## Problem to solve
Nothing may be dropped or altered: reproduce all the data.
**** Exercise inputs
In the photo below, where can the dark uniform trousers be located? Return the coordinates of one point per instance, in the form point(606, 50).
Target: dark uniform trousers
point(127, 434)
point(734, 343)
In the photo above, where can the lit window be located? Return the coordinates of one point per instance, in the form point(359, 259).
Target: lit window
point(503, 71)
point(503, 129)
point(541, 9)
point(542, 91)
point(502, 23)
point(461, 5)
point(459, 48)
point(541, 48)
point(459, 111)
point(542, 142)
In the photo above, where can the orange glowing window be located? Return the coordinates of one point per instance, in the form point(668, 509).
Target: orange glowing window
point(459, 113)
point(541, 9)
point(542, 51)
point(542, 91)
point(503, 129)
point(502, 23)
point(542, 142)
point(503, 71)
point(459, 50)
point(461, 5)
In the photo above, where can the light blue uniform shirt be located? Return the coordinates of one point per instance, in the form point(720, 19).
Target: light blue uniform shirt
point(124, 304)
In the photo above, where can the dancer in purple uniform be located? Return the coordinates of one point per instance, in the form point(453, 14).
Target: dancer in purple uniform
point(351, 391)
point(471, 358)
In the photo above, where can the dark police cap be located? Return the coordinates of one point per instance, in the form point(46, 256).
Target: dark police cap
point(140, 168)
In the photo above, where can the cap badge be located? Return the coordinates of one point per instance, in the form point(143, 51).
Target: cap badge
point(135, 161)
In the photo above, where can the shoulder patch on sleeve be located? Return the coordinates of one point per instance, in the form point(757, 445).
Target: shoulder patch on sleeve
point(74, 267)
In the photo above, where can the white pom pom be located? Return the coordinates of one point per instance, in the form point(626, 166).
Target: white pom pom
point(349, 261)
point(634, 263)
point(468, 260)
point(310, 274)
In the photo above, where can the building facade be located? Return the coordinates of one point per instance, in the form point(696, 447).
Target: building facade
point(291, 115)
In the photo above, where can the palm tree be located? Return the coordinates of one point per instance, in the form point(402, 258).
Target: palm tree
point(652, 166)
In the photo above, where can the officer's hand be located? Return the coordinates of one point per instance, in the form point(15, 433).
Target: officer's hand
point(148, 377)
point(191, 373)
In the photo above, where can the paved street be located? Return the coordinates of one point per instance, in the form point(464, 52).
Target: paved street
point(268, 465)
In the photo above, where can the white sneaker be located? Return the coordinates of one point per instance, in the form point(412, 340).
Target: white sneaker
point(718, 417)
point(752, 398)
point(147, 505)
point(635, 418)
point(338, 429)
********
## Reply
In the photo below, where can the dark uniform trousers be located? Return the coordinates of one point per instance, in the form point(606, 50).
Target: dark uniform trousers
point(127, 434)
point(734, 343)
In the photo above, where can the lit window be located? Return the coordinates of one point per instance, in the form point(359, 259).
Target: lit window
point(503, 71)
point(503, 129)
point(541, 9)
point(542, 91)
point(502, 23)
point(461, 5)
point(459, 48)
point(541, 48)
point(459, 111)
point(542, 142)
In the photo above, where can the orange glowing window be located? Return the coordinates of one point per instance, in the form point(668, 509).
Target: orange glowing window
point(459, 113)
point(541, 9)
point(542, 51)
point(542, 91)
point(503, 129)
point(502, 23)
point(542, 142)
point(503, 71)
point(459, 50)
point(461, 5)
In the photo above, where can the light blue uniform shirt be located? Return the coordinates of one point per instance, in the form point(720, 19).
Target: light blue uniform shirt
point(124, 304)
In the photo above, where can the dancer in purple uniform be located? Return the coordinates of one point per instance, in the form point(453, 14).
Target: dancer in purple uniform
point(351, 391)
point(471, 358)
In the photo above, where can the dark police cap be located? Return the coordinates of one point per instance, in the form point(46, 256).
Target: dark police cap
point(140, 168)
In the photo above, where can the cap badge be located? Return the coordinates of one point per instance, in the form point(143, 51).
Target: cap badge
point(135, 161)
In the photo above, where can the shoulder patch on sleeve be located? Return the coordinates of one point per instance, in the form point(757, 445).
Target: shoulder patch on sleeve
point(74, 267)
In the photo above, where can the white pom pom be located? Return the coordinates of one point per instance, in the form point(626, 166).
Target: white pom pom
point(349, 261)
point(634, 263)
point(468, 260)
point(310, 274)
In the photo above, where can the building facade be located? Return the coordinates of one point per instance, in the form point(696, 447).
Target: building facade
point(291, 115)
In the photo above, where can the palm tree be located? Return the coordinates of one point per instance, in the form point(402, 258).
Target: palm tree
point(652, 166)
In the photo above, where can the officer's hand be located? Return the coordinates of one point per instance, in the form point(15, 433).
Target: officer's hand
point(148, 377)
point(191, 373)
In the photo above, where can the paved street be located? Return the coordinates of one point per instance, in the form point(464, 52).
Target: paved street
point(268, 465)
In the photo above, where can the white sneaker be located? Return the coordinates of one point per instance, in the form point(412, 340).
Target: white sneaker
point(718, 417)
point(752, 398)
point(147, 505)
point(635, 418)
point(338, 429)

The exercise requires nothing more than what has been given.